▶ **TEXT PASSAGE**
________

Monday, March 22, 2010

W-burg 2010: Day 6

The only thing we did of note on Day 6 was go to Monticello. The last time we went, tickets were $15. In only 4 years, the price jumped to $22. Honestly, it's still a bargain.
I've complained before about the tour groups being too large and it was no different this time (26). But it's really hard to complain about anything in this place. I find it difficult to explain to people who haven't been there what is so extraordinary about this house. It's not really any single thing. It's everything.
There's a new visitors center with a museum, a fancy gift shop and a hands-on discovery center for kids. I'm sure the extra $7 per person is subsidizing all of this. Also, they show a new film that they're very proud of. An employee sort of forced me to watch it. I'm not sure if it was being forced to watch the film or the film itself, but I wasn't crazy about it. Take me up to the house already.
Jefferson meets Jefferson.
Days 7 and 8 were travel days. We really didn't do anything but eat and drive. People have asked us how we were able to drive 8 hour days (plus stops) with a toddler. Lots of snacks, lots of comic books and lots of Spongebob.

W-burg 2010: Day 5

Historic Jamestowne is basically an archeological dig with a few artifacts and curios. It seemed even less likely to provide toddler fun than Yorktown. We were wrong again. You can take pictures of sticks.
You can run across a bridge with reckless abandon.
You can look at a dead guy.
Richmond is the home of the White House of the Confederacy. You can't really tell from the photo how nestled between giant buildings it is.
Here's the other side. The house tour was fascinating, but really turned out to be more about the life of Jefferson Davis and family than the Civil War itself. The Museum of the Confederacy is next door and it specializes in that latter part. Oh, and if you're wondering what activity on the trip was the most boring for a 3-year-old, it was this tour by a longshot. Nothing else even came close to producing the amount of boredom induced by this.
In addition to the his countless other accomplishments, Thomas Jefferson is credited with designing the capitol of Virginia.
Off to Charlottesville.

Sunday, March 21, 2010

W-Burg 2010: Day 4

The Colonial Williamsburg experience does a pretty good job of shielding you from contemporary life ... except when it doesn't. Exhibit A: What can brown do for you, kind sir, on this good morrow?
Exhibit B: Day 4 began with a speech from Thomas Jefferson. This same guy has been Jefferson forever and he's great.
Near the beginning of his speech, a train thundered past across the lawn. It can't have been the first time, because TJ rattled something off to the effect of: "I recommend investing in such a contraption, should you have the means." The guy is a pro.
I talked to this guy about contemporary politics. He was incredible. I can't stress this enough: If you go to Williamsburg, talk to the costumed interpreters. It's a weird, fascinating and completely rewarding experience. Did I mention weird?
We went from Williamsburg to Hampton. The Virginia Air and Space Museum has loads of airplanes suspended from the ceiling. It was all pretty impressive, but nothing compared to ... THE APOLLO 12 COMMAND MODULE!! It was a sort of strange experience to go from Colonial Williamsburg to be standing a few feet from a spaceship that took humans to the moon. Note: toddler unfazed.

________

▶ **Saved data entries**
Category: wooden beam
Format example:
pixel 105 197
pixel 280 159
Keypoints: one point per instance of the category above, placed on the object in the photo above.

________

Quote the Virginia trip blog word for word, from "Here's the other" to "Off to Charlottesville.".

Here's the other side. The house tour was fascinating, but really turned out to be more about the life of Jefferson Davis and family than the Civil War itself. The Museum of the Confederacy is next door and it specializes in that latter part. Oh, and if you're wondering what activity on the trip was the most boring for a 3-year-old, it was this tour by a longshot. Nothing else even came close to producing the amount of boredom induced by this.
In addition to the his countless other accomplishments, Thomas Jefferson is credited with designing the capitol of Virginia.
Off to Charlottesville.